Segmentation mask data:
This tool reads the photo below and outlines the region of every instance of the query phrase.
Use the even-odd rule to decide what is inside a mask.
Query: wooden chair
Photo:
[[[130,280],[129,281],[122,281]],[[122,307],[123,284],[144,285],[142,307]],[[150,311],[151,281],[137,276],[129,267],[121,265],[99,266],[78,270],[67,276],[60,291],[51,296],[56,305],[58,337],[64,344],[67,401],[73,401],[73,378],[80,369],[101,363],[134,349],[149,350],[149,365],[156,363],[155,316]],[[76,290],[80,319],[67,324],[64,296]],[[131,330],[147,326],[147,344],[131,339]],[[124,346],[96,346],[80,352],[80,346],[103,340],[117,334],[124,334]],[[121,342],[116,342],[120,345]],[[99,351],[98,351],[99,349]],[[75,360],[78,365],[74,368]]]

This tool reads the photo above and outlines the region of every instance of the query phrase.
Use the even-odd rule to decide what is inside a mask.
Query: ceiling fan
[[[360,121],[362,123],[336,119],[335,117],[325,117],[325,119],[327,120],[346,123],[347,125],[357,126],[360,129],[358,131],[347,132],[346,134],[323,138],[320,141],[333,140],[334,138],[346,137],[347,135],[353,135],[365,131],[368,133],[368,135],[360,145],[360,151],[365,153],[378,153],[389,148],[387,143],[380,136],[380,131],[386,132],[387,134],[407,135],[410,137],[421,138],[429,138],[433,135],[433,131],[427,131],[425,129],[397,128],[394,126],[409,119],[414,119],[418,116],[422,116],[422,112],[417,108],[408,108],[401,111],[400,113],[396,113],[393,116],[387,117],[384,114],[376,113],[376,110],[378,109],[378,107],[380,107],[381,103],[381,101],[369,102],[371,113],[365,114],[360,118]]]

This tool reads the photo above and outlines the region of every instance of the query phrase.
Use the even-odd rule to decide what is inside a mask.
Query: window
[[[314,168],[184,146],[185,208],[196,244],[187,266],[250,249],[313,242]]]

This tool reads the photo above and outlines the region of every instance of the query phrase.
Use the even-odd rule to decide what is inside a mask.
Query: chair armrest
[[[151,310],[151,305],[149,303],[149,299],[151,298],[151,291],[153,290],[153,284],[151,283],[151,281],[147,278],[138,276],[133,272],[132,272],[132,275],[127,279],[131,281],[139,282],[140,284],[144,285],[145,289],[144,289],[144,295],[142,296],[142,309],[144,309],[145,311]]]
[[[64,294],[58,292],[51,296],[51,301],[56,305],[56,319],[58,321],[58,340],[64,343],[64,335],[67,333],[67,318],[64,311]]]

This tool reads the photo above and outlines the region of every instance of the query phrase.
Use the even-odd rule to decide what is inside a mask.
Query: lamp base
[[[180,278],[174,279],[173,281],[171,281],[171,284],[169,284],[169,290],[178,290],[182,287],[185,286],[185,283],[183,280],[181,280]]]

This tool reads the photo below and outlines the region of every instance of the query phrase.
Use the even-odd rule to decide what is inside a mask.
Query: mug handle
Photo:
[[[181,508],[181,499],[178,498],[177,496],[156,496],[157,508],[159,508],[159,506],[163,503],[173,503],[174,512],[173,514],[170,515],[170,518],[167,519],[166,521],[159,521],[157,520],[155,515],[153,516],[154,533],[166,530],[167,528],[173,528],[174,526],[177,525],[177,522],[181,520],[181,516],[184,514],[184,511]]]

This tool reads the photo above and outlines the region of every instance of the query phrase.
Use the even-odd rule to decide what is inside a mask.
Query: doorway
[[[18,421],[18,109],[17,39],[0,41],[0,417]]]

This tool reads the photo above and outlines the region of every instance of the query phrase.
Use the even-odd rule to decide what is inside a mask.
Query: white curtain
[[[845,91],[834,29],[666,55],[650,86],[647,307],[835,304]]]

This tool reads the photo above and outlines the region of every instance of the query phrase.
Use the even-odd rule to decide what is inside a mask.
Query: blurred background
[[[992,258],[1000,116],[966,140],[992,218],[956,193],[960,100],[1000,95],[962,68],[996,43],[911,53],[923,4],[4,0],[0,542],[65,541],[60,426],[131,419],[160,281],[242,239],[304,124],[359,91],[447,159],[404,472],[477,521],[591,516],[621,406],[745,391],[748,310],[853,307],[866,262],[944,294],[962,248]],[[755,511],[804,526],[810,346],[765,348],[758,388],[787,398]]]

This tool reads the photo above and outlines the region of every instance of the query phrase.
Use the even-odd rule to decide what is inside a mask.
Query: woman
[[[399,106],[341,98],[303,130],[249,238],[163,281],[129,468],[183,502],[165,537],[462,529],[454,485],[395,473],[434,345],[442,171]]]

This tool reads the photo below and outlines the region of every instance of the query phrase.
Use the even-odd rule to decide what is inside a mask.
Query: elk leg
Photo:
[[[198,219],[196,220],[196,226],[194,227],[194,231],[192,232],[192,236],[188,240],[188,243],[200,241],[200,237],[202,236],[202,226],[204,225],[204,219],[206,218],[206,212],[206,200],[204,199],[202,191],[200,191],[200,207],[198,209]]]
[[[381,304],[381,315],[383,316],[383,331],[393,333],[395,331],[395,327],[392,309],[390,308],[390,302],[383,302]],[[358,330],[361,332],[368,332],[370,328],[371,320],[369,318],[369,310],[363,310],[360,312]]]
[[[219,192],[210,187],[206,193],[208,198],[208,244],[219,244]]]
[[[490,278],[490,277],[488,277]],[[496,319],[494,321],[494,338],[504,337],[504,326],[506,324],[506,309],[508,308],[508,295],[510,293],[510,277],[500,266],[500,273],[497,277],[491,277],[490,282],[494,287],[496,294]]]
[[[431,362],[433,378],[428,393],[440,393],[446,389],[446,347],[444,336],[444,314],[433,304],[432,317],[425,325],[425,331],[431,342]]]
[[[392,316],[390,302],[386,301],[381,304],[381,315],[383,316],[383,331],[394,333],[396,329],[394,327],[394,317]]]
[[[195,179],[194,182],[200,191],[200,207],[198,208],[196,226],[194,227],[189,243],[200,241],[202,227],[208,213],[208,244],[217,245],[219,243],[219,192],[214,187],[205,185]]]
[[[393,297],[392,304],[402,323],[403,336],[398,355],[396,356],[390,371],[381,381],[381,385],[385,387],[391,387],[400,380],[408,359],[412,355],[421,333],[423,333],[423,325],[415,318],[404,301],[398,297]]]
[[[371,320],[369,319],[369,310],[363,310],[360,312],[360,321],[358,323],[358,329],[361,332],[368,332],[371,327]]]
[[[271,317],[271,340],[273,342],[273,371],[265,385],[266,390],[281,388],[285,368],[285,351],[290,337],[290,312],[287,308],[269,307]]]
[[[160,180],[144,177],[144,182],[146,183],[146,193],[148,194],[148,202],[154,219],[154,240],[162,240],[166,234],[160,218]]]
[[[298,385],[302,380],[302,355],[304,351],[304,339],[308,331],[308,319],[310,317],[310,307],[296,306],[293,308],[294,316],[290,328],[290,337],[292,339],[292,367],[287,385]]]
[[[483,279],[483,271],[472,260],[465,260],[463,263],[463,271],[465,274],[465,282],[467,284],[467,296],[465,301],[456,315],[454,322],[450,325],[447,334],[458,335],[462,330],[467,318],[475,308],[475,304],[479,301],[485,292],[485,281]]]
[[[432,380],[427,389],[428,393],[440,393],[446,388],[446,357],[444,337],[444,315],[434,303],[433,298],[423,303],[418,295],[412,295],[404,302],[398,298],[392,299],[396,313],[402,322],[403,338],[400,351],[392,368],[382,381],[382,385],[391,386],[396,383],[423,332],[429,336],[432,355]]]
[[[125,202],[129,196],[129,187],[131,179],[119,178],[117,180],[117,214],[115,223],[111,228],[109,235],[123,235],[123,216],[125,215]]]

## [Exercise objective]
Repeat the records above exactly as they appear.

## [Exercise output]
This tool reads the photo below and outlines the region of every instance of the query phrase.
Use the even-odd rule to decide what is inside a mask.
Query: wooden chair
Photo:
[[[130,280],[129,281],[122,281]],[[122,307],[123,284],[144,285],[142,307]],[[150,311],[151,281],[137,276],[129,267],[121,265],[99,266],[78,270],[67,276],[60,291],[51,296],[56,305],[58,337],[64,344],[67,401],[73,401],[73,378],[80,369],[101,363],[134,349],[149,350],[149,365],[156,363],[155,316]],[[76,290],[80,319],[67,324],[64,296]],[[131,330],[147,326],[147,344],[131,339]],[[124,346],[96,346],[80,352],[80,346],[103,340],[117,334],[124,334]],[[121,342],[116,342],[120,345]],[[99,351],[98,351],[99,349]],[[75,360],[78,365],[74,368]]]

This tool reads the photo above and outlines the region of every instance of the query phrase.
Use the even-odd rule to decide what is inside a mask.
Query: ceiling fan
[[[360,121],[362,123],[336,119],[335,117],[325,117],[325,119],[327,120],[346,123],[347,125],[357,126],[360,129],[358,131],[347,132],[346,134],[323,138],[320,141],[333,140],[334,138],[346,137],[347,135],[353,135],[365,131],[368,133],[368,135],[360,145],[360,151],[365,153],[378,153],[389,148],[387,143],[380,136],[380,131],[386,132],[387,134],[407,135],[410,137],[421,138],[429,138],[433,135],[433,131],[427,131],[425,129],[397,128],[394,126],[409,119],[414,119],[418,116],[422,116],[422,112],[417,108],[408,108],[401,111],[400,113],[396,113],[393,116],[387,117],[384,114],[376,113],[376,110],[378,109],[378,107],[380,107],[381,103],[381,101],[369,102],[371,113],[365,114],[360,118]]]

This tool reads the photo above and outlines the region of every instance of the query phrase.
Use the even-odd rule to decide what is inside a mask.
Query: window
[[[314,168],[184,146],[185,208],[196,244],[187,266],[250,249],[313,242]]]

This tool reads the photo above and outlines the region of every instance of the query phrase.
Use the even-odd rule to decide what is inside a mask.
Query: chair armrest
[[[151,310],[151,305],[149,303],[149,299],[151,298],[151,291],[153,290],[153,284],[151,283],[151,281],[147,278],[138,276],[133,272],[132,272],[132,275],[127,279],[131,281],[139,282],[140,284],[144,285],[145,289],[144,289],[144,295],[142,296],[142,309],[144,309],[145,311]]]
[[[64,294],[58,292],[51,296],[51,301],[56,305],[56,319],[58,321],[58,340],[64,343],[64,335],[67,333],[67,318],[64,311]]]

This tool reads the photo above and outlines the region of every instance of the query phrase.
Use the even-odd rule to decide what is inside a mask.
Query: lamp base
[[[180,278],[174,279],[173,281],[171,281],[171,284],[169,284],[169,290],[178,290],[182,287],[185,286],[185,283],[183,280],[181,280]]]

This tool reads the photo below and outlines the region of every instance of the query phrase.
Use the even-odd rule to decide what is inside a mask.
Query: mug handle
Photo:
[[[181,508],[181,499],[178,498],[177,496],[156,496],[157,508],[159,508],[159,506],[163,503],[173,503],[174,512],[173,514],[170,515],[170,518],[167,519],[166,521],[159,521],[157,520],[155,515],[153,516],[154,533],[166,530],[167,528],[173,528],[174,526],[177,525],[177,522],[181,520],[181,516],[184,514],[184,511]]]

This tool reads the photo above and outlines the region of every instance of the query phrase.
Use the even-odd rule to decide what is inside a mask.
Query: doorway
[[[18,421],[18,109],[17,39],[0,41],[0,417]]]

This tool reads the photo above and outlines the region of every instance of the query phrase.
Use the even-odd rule to decide what is inside a mask.
Query: white curtain
[[[845,91],[834,29],[666,55],[650,86],[647,307],[835,304]]]

This tool reads the photo above and outlines the region of every instance of the query phrase.
Use the even-odd rule to decide what is inside a mask.
Query: blurred background
[[[992,258],[1000,116],[966,140],[992,218],[956,193],[960,100],[1000,95],[962,68],[996,43],[911,53],[923,4],[4,0],[0,542],[65,541],[60,426],[131,419],[160,281],[242,239],[304,124],[359,91],[447,159],[404,472],[477,521],[591,516],[621,406],[745,391],[748,310],[853,307],[866,262],[944,294],[962,248]],[[755,511],[804,526],[810,346],[765,348],[758,388],[787,398]]]

This tool reads the photo above and outlines the region of every instance of the query phrase.
Use the even-odd rule to decide what is inside a mask.
Query: woman
[[[399,106],[341,98],[303,130],[249,238],[163,281],[129,468],[183,502],[165,537],[462,529],[454,485],[395,473],[434,345],[442,171]]]

This tool reads the photo below and outlines the region of every instance of the query phrase.
Use the even-odd rule to decide what is inside a mask.
Query: elk leg
Photo:
[[[198,219],[196,220],[196,226],[194,227],[194,231],[192,232],[192,236],[188,240],[188,243],[200,241],[200,237],[202,236],[202,226],[204,225],[204,219],[206,218],[206,212],[206,200],[204,199],[202,191],[200,191],[200,207],[198,209]]]
[[[381,304],[381,315],[383,316],[383,331],[393,333],[395,331],[395,327],[392,309],[390,308],[390,302],[383,302]],[[358,330],[361,332],[368,332],[370,328],[371,320],[369,318],[369,310],[363,310],[360,312]]]
[[[219,192],[210,187],[206,193],[208,198],[208,244],[219,244]]]
[[[490,278],[490,277],[488,277]],[[496,319],[494,321],[494,338],[504,337],[504,326],[506,324],[506,309],[508,308],[508,295],[510,293],[510,277],[500,266],[500,273],[497,277],[491,277],[490,282],[494,287],[496,294]]]
[[[431,362],[433,378],[428,393],[440,393],[446,389],[446,347],[444,336],[444,314],[433,304],[432,317],[425,325],[425,331],[431,342]]]
[[[392,316],[390,302],[386,301],[381,304],[381,315],[383,316],[383,331],[394,333],[396,329],[394,327],[394,317]]]
[[[195,179],[194,182],[200,191],[200,207],[198,208],[196,226],[194,227],[189,243],[200,241],[202,227],[208,213],[208,244],[217,245],[219,243],[219,192],[214,187],[205,185]]]
[[[393,297],[392,304],[402,323],[403,336],[398,355],[396,356],[390,371],[381,381],[381,385],[385,387],[391,387],[400,380],[408,359],[412,355],[421,333],[423,333],[423,325],[415,318],[404,301],[398,297]]]
[[[371,320],[369,319],[369,310],[363,310],[360,312],[360,321],[358,323],[358,329],[361,332],[368,332],[371,327]]]
[[[271,317],[271,340],[273,342],[273,371],[265,385],[266,390],[281,388],[285,368],[285,351],[290,337],[290,312],[287,308],[269,307]]]
[[[160,180],[144,177],[144,182],[146,183],[146,193],[148,194],[148,202],[154,219],[154,240],[162,240],[166,234],[160,218]]]
[[[298,385],[302,380],[302,355],[304,351],[304,339],[308,331],[308,319],[310,317],[310,307],[296,306],[293,308],[294,316],[290,328],[290,337],[292,339],[292,367],[287,385]]]
[[[483,279],[483,271],[472,260],[465,260],[463,263],[463,271],[465,274],[465,282],[467,284],[467,296],[465,301],[456,315],[454,322],[450,325],[447,334],[458,335],[462,330],[467,318],[475,308],[475,304],[479,301],[485,292],[485,281]]]
[[[432,380],[427,389],[428,393],[440,393],[446,388],[446,357],[444,337],[444,315],[434,303],[433,298],[423,303],[418,295],[412,295],[404,302],[398,298],[392,299],[396,313],[402,322],[403,338],[400,351],[392,368],[382,381],[382,385],[391,386],[396,383],[423,332],[429,336],[432,355]]]
[[[125,202],[129,196],[129,187],[131,179],[119,178],[117,180],[117,214],[115,223],[111,228],[109,235],[123,235],[123,216],[125,215]]]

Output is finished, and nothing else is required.